--- DIRECTIONS ---
Nothing but a number belongs in the answer: the count of lines below that contain the word "lion".

[Items from a data source]

☆ ☆ ☆ ☆

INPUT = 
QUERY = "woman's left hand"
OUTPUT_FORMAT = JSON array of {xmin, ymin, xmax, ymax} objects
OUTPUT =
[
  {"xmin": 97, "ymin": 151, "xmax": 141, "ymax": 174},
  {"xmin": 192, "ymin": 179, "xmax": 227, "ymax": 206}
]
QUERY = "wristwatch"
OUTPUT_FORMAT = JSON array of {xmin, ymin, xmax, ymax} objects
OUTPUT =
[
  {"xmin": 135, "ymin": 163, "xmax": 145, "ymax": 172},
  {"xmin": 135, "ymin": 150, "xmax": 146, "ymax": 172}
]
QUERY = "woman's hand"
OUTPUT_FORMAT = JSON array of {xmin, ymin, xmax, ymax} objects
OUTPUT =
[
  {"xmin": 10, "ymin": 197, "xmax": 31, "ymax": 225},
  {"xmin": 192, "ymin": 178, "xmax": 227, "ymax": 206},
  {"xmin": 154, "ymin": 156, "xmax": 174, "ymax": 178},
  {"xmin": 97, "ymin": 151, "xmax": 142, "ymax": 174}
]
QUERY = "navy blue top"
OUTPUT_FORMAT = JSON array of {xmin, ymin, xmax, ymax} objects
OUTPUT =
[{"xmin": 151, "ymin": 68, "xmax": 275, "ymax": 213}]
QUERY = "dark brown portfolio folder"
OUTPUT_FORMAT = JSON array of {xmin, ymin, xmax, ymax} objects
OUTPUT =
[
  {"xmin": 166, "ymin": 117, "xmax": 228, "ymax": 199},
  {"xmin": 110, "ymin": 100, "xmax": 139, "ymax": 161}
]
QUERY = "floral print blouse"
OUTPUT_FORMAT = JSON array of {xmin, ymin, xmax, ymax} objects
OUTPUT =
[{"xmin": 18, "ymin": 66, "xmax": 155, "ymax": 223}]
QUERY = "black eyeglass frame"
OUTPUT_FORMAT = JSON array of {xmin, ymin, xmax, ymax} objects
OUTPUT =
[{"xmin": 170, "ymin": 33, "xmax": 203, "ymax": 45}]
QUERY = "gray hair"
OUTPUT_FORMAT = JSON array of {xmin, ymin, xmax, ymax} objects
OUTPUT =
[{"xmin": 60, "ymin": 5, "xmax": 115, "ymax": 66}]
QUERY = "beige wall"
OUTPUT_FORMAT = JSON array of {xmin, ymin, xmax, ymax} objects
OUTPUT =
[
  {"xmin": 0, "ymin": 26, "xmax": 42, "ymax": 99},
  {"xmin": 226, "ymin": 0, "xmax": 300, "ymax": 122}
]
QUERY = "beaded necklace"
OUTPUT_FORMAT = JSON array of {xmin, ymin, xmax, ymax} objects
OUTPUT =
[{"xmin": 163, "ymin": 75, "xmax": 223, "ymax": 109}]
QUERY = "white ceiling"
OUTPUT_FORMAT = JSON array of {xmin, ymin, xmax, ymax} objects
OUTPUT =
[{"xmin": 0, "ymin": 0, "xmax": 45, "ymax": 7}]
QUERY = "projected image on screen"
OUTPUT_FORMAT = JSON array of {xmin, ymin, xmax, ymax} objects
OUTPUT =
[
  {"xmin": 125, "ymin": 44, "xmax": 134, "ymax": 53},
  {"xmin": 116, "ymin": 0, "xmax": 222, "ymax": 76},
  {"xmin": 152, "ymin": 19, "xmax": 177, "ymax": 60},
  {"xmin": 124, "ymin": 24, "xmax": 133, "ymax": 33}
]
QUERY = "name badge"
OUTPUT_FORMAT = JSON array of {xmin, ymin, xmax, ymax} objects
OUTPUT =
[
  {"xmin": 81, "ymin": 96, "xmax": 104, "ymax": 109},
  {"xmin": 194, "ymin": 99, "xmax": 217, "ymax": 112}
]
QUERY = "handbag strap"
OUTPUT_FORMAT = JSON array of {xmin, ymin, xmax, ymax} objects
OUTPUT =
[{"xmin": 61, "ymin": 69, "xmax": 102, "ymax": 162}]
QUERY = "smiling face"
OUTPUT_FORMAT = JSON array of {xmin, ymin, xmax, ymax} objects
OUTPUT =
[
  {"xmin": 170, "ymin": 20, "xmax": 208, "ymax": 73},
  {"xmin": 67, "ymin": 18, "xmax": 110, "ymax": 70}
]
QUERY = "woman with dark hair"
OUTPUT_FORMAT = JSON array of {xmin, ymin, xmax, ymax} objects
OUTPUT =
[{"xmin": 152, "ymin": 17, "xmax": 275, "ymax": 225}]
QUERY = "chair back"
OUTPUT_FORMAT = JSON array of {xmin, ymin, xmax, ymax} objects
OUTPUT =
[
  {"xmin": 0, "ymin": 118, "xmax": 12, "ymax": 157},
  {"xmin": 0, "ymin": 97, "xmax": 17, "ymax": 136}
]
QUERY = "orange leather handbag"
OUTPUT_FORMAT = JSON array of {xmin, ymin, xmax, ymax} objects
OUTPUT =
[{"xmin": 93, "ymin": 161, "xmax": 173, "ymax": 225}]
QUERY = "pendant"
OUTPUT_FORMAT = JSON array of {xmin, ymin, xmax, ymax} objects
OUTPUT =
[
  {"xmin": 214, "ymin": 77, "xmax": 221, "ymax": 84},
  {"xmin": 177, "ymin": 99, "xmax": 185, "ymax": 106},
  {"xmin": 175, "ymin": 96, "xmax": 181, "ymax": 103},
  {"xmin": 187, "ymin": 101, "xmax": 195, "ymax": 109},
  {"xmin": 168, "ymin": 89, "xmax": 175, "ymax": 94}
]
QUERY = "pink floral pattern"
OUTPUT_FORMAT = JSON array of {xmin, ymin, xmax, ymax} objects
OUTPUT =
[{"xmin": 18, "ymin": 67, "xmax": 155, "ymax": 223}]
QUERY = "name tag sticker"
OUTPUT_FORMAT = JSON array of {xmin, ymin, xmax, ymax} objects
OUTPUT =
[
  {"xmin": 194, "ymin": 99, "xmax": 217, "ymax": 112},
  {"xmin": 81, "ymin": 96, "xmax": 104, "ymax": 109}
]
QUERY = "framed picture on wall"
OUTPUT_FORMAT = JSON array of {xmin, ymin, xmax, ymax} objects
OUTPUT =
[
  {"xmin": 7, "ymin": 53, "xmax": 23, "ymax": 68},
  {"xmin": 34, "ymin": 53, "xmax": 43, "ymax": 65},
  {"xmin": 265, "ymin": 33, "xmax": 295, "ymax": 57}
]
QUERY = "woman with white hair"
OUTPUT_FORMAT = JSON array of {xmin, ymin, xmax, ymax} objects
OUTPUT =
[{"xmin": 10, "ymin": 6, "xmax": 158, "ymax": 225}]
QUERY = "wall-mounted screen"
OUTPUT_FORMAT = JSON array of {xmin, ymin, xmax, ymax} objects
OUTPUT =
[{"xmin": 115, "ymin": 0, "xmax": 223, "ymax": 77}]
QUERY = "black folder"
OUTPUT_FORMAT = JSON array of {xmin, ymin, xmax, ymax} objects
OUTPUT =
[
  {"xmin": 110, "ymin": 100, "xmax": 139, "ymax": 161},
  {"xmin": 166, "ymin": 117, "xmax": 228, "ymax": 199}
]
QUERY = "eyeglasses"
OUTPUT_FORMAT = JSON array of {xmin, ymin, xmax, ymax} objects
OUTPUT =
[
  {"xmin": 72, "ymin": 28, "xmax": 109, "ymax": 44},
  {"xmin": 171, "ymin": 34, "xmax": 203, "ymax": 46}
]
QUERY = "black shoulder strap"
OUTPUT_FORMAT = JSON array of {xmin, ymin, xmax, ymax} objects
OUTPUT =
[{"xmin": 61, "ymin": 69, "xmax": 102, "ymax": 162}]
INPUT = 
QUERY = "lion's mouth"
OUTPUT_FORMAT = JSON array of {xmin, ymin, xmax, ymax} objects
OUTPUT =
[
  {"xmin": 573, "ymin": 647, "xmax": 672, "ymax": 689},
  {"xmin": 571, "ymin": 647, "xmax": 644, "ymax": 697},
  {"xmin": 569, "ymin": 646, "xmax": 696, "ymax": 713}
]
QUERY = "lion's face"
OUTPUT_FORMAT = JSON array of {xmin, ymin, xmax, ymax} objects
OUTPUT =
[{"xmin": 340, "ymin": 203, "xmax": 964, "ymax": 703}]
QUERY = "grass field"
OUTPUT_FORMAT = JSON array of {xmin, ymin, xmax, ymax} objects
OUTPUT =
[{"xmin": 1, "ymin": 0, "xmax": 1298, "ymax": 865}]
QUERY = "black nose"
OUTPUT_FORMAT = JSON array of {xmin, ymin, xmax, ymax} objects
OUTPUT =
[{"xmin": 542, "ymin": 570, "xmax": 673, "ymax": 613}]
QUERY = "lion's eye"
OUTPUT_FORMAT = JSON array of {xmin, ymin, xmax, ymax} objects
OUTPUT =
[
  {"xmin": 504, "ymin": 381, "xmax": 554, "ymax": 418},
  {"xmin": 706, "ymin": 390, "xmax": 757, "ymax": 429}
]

☆ ☆ ☆ ☆

--- ANSWER BOX ---
3